##### Dataset entries
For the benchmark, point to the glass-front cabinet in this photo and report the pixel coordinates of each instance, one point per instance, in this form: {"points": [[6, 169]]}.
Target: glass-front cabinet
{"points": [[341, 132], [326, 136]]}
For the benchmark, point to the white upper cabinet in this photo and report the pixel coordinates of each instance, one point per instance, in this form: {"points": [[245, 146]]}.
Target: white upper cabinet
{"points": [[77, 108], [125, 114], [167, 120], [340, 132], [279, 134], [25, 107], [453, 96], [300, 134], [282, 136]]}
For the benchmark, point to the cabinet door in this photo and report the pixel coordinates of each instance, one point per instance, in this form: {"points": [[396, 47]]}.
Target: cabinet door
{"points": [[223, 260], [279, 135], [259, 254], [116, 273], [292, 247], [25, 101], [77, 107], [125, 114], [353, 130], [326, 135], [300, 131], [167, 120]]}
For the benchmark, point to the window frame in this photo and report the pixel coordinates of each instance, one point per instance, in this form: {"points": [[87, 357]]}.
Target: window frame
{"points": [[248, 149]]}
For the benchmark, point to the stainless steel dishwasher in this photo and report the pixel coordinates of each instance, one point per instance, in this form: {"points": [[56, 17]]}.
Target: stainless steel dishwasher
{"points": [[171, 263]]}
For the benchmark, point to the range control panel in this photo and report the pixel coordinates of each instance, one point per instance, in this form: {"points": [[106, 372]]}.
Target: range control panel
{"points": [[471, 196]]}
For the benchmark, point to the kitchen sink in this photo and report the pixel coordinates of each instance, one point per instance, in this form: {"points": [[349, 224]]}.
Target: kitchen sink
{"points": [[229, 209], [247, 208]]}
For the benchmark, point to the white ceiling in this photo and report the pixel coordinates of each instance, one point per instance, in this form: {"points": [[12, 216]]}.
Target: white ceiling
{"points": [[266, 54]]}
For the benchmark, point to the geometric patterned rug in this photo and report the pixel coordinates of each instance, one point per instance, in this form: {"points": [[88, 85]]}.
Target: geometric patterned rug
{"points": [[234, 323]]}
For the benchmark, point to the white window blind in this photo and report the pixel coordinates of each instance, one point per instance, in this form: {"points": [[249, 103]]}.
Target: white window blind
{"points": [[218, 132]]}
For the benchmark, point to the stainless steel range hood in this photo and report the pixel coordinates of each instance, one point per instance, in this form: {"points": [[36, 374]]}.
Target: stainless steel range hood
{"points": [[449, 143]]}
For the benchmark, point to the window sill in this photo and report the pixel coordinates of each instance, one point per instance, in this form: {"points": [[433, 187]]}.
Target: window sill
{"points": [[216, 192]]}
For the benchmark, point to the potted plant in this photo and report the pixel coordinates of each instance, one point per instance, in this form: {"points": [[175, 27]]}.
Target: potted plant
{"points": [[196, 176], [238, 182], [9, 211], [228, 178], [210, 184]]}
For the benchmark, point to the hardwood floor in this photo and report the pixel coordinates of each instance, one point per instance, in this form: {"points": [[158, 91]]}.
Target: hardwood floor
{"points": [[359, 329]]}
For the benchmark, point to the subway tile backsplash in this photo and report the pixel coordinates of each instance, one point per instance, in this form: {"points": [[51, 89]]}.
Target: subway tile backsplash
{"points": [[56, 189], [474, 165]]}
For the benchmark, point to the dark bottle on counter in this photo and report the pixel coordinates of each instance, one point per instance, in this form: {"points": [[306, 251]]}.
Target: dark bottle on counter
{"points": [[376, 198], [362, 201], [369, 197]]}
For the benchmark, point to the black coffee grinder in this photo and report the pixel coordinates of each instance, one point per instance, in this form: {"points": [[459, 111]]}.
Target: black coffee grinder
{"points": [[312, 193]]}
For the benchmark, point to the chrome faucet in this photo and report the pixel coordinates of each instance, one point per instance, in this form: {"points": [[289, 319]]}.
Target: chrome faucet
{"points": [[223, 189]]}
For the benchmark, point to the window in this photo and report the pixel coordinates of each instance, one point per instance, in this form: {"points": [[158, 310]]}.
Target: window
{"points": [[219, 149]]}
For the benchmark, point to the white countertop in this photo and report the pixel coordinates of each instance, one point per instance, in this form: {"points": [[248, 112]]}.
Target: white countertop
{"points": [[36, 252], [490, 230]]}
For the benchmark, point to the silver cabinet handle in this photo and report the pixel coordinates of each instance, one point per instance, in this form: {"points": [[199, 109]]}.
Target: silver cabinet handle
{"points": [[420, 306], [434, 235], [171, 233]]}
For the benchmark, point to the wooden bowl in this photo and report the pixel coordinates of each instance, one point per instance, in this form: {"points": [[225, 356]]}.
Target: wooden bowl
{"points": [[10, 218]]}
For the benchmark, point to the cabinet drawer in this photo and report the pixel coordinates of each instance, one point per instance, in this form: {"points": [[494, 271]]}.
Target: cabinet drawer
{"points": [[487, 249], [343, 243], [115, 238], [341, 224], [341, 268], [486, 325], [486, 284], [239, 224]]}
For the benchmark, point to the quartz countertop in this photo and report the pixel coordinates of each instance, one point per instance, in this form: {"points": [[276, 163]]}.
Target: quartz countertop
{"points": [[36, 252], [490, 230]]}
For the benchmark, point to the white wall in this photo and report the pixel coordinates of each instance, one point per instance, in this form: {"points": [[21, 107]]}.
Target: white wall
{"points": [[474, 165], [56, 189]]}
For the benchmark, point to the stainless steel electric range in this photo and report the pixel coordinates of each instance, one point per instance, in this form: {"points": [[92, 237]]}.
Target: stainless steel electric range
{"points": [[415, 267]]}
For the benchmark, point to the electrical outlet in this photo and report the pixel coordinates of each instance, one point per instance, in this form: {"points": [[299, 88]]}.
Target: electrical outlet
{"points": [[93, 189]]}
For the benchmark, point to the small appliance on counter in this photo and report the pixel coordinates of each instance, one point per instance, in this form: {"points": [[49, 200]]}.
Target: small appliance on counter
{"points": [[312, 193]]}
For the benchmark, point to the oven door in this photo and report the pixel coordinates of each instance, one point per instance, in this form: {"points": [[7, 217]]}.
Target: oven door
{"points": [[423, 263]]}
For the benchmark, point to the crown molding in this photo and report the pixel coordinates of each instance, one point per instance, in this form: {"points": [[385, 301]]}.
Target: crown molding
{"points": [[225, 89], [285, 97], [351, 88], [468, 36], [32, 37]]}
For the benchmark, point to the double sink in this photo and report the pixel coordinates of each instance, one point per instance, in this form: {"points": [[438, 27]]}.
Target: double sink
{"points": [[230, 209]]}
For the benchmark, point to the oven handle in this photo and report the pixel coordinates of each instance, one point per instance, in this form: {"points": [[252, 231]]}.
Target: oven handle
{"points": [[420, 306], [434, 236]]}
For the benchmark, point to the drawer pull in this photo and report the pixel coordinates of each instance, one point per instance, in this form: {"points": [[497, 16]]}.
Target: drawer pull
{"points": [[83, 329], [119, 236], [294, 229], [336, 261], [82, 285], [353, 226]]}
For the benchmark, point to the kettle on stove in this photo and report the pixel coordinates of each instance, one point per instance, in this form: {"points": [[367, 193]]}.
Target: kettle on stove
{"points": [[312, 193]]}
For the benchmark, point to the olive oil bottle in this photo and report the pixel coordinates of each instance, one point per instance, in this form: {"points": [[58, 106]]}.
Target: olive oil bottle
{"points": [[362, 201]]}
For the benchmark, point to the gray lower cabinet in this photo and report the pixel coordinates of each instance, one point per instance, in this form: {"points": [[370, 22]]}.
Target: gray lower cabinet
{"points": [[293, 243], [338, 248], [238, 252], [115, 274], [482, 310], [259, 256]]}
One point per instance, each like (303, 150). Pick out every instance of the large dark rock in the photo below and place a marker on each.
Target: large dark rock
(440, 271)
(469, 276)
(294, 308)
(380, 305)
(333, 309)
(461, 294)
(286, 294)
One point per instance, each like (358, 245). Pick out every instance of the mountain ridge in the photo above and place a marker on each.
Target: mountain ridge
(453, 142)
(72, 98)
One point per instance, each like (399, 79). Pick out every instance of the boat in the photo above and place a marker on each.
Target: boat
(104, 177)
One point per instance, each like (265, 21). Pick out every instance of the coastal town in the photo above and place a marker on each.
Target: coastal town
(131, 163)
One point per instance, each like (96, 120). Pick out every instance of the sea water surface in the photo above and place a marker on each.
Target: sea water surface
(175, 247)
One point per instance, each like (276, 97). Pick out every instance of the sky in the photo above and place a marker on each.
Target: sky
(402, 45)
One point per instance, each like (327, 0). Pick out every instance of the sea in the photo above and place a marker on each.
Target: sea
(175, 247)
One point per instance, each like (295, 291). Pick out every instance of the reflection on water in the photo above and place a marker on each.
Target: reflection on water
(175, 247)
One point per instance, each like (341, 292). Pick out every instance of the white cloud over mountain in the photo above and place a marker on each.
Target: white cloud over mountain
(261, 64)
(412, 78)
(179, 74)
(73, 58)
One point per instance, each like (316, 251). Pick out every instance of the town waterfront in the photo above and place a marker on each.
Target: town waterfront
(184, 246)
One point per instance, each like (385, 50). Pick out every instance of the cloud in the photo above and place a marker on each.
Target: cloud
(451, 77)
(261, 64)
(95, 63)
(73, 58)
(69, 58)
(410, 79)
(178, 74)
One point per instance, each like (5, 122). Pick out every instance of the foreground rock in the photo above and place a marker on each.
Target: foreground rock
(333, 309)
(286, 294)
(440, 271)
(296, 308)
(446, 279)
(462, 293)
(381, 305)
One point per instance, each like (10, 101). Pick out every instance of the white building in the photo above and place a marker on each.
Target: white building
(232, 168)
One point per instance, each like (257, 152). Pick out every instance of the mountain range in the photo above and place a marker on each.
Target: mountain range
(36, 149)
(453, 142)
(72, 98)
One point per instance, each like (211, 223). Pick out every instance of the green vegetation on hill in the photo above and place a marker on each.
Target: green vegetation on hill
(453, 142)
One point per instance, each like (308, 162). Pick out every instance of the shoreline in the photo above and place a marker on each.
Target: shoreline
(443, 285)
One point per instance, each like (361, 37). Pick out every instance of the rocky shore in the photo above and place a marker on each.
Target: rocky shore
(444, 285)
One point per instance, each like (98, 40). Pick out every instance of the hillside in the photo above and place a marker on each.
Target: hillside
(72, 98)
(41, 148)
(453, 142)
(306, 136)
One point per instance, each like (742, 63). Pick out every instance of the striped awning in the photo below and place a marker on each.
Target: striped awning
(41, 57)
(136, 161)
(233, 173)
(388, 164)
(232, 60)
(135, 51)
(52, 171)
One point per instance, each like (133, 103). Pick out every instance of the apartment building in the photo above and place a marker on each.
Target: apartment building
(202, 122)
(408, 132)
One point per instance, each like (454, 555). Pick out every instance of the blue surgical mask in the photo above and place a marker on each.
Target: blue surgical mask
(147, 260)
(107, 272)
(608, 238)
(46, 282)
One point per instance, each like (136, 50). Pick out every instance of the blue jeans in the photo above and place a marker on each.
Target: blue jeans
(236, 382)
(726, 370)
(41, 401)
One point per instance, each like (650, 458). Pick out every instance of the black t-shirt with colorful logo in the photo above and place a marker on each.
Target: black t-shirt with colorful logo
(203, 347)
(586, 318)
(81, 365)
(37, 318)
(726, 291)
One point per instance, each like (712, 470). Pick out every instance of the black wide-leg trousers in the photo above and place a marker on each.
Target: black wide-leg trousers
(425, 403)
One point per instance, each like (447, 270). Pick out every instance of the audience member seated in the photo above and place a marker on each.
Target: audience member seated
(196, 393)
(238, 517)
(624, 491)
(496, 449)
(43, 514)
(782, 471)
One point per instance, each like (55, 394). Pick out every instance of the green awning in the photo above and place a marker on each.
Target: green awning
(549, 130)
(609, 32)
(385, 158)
##########
▶ [To be done]: Repeat only the lines from the one holding "One point per instance, each like (308, 162)." through the last line of the data.

▶ [Final result]:
One point per instance, each like (308, 162). Pick out every instance of the shoreline in the photo above and place a marker on each.
Target: shoreline
(443, 285)
One point per instance, each like (361, 37). Pick out every instance of the rocky shore in the photo above and place a marker on each.
Target: rocky shore
(444, 285)
One point per instance, each like (98, 40). Pick out every instance of the hillside in the photo above and place a marker on each.
Target: hillside
(72, 98)
(41, 148)
(453, 142)
(306, 136)
One point per instance, each like (742, 63). Pick out every instance of the striped awning in the photo below and place a marker on each.
Target: striped awning
(41, 57)
(136, 161)
(233, 173)
(388, 164)
(232, 60)
(135, 51)
(52, 171)
One point per instance, each like (133, 103). Pick out every instance of the apartment building in the photo above and place a marker on each.
Target: apartment building
(202, 122)
(408, 132)
One point per instance, each like (454, 555). Pick out every instance of the blue surgical mask in the photo above and place a marker on each.
Target: blue surgical mask
(147, 260)
(107, 272)
(608, 238)
(46, 282)
One point per instance, each like (136, 50). Pick out every instance of the blue jeans in the photo above and place a marker on each.
Target: blue jeans
(236, 382)
(726, 370)
(41, 401)
One point per instance, each like (650, 458). Pick out every instance of the black t-shirt with colorful logo in the photo above and place a marker on each.
Target: black t-shirt with colorful logo
(203, 347)
(586, 318)
(81, 365)
(37, 318)
(726, 291)
One point per instance, each like (712, 470). Pick out every instance of the black wide-leg trousers in the photo above and place a marker on each.
Target: black wide-leg trousers
(425, 403)
One point per instance, each like (447, 270). Pick out every instance of the audience member seated in the photo above and place a marker on each.
Target: audience member seated
(196, 393)
(238, 517)
(624, 491)
(496, 449)
(43, 514)
(782, 471)
One point per instance, each like (55, 394). Pick out every instance of the green awning in the photo above and place a marker on each.
Target: green awning
(549, 130)
(609, 32)
(385, 158)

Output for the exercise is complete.